## Document section
○ ○ ○
Microsoft writes humorous blog post to educate SW developers of the power costs to run their code

Microsoft has a blog on "How Much Does Your Code Cost?", interjecting humor into a typically dry topic.

The big difference is that with cloud computing, you’re renting computing power in a data center somewhere. As far as you’re concerned, it could be on Saturn. Except that the latency figures might be a bit excessive. If you’ve accidentally opened one of those magazines your network administrator takes with him to the bathroom, you might know that these data centers contain racks and racks of servers, all with lots of twinkling lights. If you’ve ever been to a data center, you’ll know that they can be very hot near the server fans, much colder around the cooling vents, and noisy everywhere. All this activity results from removing the heat that the servers produce. But that heat doesn’t get there all by itself – the servers create it from the electricity they use. What’s more, it requires even more electricity to remove that heat.

Consider sending this post on to those who are involved in SW decisions to get them thinking of the impact of their SW code.

When you’re up against deadlines to turn in a software project, you probably are focused on ensuring that you meet the functionality requirements set out in the design specification. If you have enough time, you might consider trying to maximize performance. You might also try to document your code thoroughly so that anyone taking over the project doesn’t need to run Windows for Telepaths to work out what your subroutines actually do. But there is probably one area that you don’t consider: the cost of your code.

You mean what it costs to write the code, right? No.

Er, how about what it costs to compile? You’re getting warmer...

What it costs to support? No, colder again.

OK, you win. What costs do you mean?
○ ○ ○
## Pointing dataset records
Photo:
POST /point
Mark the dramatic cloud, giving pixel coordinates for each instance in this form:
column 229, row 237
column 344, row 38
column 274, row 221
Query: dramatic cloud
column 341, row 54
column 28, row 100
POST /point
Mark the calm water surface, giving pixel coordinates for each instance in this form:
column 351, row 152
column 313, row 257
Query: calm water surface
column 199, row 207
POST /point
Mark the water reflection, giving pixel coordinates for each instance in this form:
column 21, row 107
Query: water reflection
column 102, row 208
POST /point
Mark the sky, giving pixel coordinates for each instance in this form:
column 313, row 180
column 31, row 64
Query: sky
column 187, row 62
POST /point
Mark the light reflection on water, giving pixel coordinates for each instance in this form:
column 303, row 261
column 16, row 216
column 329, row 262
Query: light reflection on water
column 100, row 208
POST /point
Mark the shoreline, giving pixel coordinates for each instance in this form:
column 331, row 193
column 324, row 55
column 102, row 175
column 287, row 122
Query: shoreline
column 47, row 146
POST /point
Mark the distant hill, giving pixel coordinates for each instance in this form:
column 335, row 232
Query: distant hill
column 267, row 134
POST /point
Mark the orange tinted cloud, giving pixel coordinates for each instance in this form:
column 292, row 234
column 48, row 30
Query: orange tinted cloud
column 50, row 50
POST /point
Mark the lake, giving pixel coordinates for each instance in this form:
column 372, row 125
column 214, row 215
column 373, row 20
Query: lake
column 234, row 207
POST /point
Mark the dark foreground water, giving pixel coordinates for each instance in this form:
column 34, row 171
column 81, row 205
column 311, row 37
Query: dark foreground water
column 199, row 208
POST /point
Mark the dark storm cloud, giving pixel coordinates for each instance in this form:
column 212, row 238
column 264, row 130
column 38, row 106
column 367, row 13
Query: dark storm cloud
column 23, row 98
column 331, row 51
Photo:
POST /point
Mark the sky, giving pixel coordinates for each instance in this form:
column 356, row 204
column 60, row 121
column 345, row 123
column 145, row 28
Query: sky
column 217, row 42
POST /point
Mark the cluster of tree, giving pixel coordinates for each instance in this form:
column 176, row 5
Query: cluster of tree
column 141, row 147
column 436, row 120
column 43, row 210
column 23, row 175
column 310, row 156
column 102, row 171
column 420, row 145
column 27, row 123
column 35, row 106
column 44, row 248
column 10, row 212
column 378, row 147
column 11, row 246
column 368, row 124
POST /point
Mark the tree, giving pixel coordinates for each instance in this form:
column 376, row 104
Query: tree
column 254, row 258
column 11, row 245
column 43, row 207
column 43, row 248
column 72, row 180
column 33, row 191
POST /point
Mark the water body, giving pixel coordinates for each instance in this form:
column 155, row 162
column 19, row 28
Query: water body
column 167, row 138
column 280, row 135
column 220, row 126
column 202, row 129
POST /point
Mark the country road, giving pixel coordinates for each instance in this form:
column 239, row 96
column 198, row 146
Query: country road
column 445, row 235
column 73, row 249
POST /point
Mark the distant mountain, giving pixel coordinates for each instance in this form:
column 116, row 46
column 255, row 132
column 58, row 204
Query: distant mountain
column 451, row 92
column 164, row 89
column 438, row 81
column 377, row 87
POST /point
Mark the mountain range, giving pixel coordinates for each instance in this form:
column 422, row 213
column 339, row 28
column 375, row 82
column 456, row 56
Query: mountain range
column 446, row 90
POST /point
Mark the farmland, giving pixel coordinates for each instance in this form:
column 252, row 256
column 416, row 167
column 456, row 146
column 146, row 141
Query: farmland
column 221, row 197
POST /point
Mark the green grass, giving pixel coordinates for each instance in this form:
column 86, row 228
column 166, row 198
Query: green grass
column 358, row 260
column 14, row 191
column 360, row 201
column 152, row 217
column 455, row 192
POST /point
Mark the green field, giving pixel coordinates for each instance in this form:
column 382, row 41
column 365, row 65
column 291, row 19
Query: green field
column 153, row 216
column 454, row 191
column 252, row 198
○ ○ ○
## Goals
#1 In the Microsoft code-cost blog post, list each cost the reader guesses in the back-and-forth about what the cost of code means.
#2 Count the lines of the records that contain the string "orange", where case counts. Give only the number.

## Per-task outputs
#1
- What it costs to write the code
- What it costs to compile
- What it costs to support

#2 2